(Some records)
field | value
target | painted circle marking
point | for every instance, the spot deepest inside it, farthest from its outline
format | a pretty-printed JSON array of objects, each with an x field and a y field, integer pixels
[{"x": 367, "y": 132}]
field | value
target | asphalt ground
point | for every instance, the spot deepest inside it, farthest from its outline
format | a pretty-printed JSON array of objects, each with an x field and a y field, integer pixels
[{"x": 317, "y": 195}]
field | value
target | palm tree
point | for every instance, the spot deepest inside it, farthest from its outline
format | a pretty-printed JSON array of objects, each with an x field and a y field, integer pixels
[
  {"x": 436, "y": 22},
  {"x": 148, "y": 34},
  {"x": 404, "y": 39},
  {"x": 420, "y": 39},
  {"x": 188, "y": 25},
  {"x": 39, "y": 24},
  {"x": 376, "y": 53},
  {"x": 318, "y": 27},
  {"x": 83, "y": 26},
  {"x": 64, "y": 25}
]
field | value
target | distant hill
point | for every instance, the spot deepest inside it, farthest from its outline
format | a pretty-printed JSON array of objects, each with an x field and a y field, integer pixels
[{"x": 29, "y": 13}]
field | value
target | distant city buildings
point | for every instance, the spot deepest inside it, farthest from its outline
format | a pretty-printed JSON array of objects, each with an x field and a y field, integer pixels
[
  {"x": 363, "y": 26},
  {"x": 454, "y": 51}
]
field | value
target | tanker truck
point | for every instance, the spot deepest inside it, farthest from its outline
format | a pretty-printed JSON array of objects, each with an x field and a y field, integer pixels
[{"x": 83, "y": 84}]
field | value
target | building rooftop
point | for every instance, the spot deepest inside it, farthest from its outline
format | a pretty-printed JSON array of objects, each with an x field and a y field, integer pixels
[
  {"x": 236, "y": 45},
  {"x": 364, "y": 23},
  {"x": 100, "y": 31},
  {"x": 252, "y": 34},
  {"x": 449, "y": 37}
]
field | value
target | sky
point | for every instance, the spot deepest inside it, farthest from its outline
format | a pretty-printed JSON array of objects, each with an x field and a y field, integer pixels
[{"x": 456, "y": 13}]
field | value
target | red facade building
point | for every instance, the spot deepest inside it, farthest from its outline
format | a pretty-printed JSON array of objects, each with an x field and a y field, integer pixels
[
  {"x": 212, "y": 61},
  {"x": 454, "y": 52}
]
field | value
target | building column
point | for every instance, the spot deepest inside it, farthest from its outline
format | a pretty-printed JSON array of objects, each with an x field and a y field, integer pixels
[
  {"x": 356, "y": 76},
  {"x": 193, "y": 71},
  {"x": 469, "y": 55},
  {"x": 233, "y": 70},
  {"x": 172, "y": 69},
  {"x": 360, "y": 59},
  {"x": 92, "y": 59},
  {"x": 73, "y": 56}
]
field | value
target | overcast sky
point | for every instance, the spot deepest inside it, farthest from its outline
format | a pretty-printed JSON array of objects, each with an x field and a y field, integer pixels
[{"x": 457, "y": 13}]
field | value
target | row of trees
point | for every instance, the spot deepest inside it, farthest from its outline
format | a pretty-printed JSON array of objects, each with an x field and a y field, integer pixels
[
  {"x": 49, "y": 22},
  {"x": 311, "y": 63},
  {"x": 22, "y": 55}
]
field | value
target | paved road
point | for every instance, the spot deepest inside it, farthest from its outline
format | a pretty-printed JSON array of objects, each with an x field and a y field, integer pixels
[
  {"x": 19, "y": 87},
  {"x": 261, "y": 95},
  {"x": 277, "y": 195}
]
---
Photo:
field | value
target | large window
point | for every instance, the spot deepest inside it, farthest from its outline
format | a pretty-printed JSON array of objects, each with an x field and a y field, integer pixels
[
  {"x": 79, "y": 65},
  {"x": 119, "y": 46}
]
...
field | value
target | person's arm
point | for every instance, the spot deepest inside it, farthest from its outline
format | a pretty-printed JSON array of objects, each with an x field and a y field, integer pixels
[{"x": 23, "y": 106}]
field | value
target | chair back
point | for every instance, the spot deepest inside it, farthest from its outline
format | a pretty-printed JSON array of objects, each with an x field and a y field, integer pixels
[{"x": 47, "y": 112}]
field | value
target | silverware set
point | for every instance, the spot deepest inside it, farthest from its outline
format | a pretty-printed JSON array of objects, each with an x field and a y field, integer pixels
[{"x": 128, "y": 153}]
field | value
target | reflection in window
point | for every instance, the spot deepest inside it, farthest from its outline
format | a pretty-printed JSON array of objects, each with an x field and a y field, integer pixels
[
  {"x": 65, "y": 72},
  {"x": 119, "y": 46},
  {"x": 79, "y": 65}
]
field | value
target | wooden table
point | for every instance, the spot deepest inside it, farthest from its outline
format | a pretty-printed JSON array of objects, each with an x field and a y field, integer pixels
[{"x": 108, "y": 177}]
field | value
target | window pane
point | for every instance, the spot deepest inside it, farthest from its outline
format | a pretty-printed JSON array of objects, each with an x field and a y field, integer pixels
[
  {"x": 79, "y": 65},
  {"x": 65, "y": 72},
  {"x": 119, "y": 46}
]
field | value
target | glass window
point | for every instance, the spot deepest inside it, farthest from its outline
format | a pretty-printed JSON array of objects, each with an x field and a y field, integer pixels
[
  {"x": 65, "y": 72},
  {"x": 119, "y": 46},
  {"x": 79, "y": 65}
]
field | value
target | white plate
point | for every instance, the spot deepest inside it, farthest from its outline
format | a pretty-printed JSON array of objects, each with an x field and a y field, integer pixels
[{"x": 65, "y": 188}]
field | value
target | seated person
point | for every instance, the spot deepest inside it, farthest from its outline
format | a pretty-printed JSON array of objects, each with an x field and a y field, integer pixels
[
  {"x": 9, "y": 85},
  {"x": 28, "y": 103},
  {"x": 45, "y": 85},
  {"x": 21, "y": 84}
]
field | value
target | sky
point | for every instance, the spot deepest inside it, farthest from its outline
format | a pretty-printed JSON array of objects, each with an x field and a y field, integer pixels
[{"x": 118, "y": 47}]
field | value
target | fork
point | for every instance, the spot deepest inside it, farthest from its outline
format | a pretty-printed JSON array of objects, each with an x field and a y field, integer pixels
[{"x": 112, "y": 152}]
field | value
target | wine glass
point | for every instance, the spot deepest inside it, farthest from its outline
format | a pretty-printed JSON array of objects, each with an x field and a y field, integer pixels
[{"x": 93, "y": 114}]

### OBJECTIVE
Collect every line of the material above that contains the word "distant".

### RESPONSE TO THE EXERCISE
target | distant hill
target | distant city buildings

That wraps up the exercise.